**Source excerpt:**
Scala Get First and Last elements of List using Pattern Matching

I am doing a pattern matching on a list. Is there anyway I can access the first and last element of the list to compare?
I want to do something like..
case List(x, _*, y) if(x == y) => true
or
case x :: _* :: y =>
or something similar...
where x and y are first and last elements of the list..
How can I do that.. any Ideas?
Use the standard :+ and +: extractors from the scala.collection package
ORIGINAL ANSWER
Define a custom extractor object.
object :+ {
def unapply[A](l: List[A]): Option[(List[A], A)] = {
if(l.isEmpty)
None
else
Some(l.init, l.last)
}
}
Can be used as:
val first :: (l :+ last) = List(3, 89, 11, 29, 90)
println(first + " " + l + " " + last) // prints 3 List(89, 11, 29) 90
(For your case: case x :: (_ :+ y) if(x == y) => true)
In case you missed the obvious:
case list # (head :: tail) if head == list.last => true
The head::tail part is there so you don’t match on the empty list.
simply:
case head +: _ :+ last =>
for example:
scala> val items = Seq("ham", "spam", "eggs")
items: Seq[String] = List(ham, spam, eggs)
scala> items match {
| case head +: _ :+ last => Some((head, last))
| case List(head) => Some((head, head))
| case _ => None
| }
res0: Option[(String, String)] = Some((ham,eggs))
Lets understand the concept related to this question, there is a difference between '::', '+:' and ':+':
1st Operator:
'::' - It is right associative operator which works specially for lists
scala> val a :: b :: c = List(1,2,3,4)
a: Int = 1
b: Int = 2
c: List[Int] = List(3, 4)
2nd Operator:
'+:' - It is also right associative operator but it works on seq which is more general than just list.

**Challenge 1:** Show each line of the listing that contains the word "mountain".
The listing has no connection to the Scala pattern-matching excerpt.

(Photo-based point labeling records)
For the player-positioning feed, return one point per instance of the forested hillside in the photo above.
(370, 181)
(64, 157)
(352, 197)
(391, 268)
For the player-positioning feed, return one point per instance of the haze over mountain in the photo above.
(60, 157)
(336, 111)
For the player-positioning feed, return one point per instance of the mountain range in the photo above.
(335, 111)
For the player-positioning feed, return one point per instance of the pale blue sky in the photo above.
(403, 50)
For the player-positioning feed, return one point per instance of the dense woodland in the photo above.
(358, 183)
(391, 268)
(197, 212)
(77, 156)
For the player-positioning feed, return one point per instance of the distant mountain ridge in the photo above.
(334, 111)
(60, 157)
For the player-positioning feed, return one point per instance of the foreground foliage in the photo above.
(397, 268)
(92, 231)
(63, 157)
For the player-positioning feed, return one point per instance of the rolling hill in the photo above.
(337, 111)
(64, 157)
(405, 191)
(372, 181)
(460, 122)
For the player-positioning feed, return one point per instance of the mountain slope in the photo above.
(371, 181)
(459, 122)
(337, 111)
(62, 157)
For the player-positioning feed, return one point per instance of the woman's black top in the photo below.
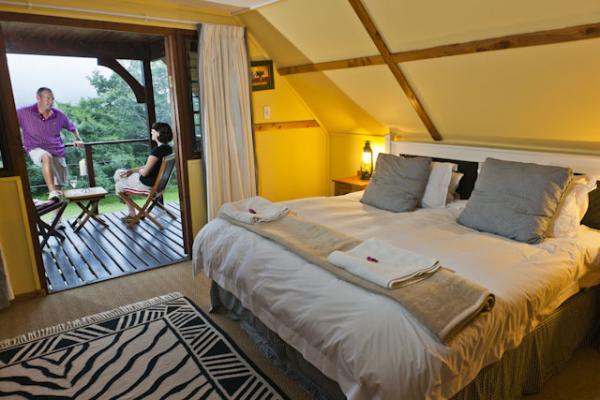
(159, 151)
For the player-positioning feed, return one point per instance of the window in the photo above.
(192, 49)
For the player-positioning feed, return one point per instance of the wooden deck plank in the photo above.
(153, 238)
(98, 253)
(62, 262)
(92, 262)
(168, 237)
(111, 266)
(173, 226)
(79, 263)
(134, 253)
(95, 230)
(53, 275)
(135, 237)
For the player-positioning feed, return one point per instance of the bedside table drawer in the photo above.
(348, 185)
(343, 188)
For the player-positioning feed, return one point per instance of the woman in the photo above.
(143, 178)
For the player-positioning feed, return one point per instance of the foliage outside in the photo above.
(113, 115)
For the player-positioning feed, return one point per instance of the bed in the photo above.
(368, 344)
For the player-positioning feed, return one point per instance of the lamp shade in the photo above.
(366, 166)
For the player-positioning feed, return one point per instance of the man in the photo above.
(41, 125)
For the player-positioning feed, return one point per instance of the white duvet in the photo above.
(368, 343)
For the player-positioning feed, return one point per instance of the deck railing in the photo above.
(89, 158)
(89, 154)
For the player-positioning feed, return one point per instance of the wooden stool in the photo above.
(46, 230)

**Challenge 2:** Edit the Scala pattern-matching excerpt starting at "scala> items match" and ending at "String)] = Some((ham,eggs))", swapping "items" for "foods" throughout that stretch.

**Exercise solution 1:**
For the player-positioning feed, return one point per instance of the haze over mountain in the photo above.
For the player-positioning feed, return one point per instance of the mountain range in the photo above.
For the player-positioning feed, return one point per instance of the distant mountain ridge in the photo above.
For the player-positioning feed, return one point per instance of the mountain slope in the photo above.

**Exercise solution 2:**
scala> foods match {
| case head +: _ :+ last => Some((head, last))
| case List(head) => Some((head, head))
| case _ => None
| }
res0: Option[(String, String)] = Some((ham,eggs))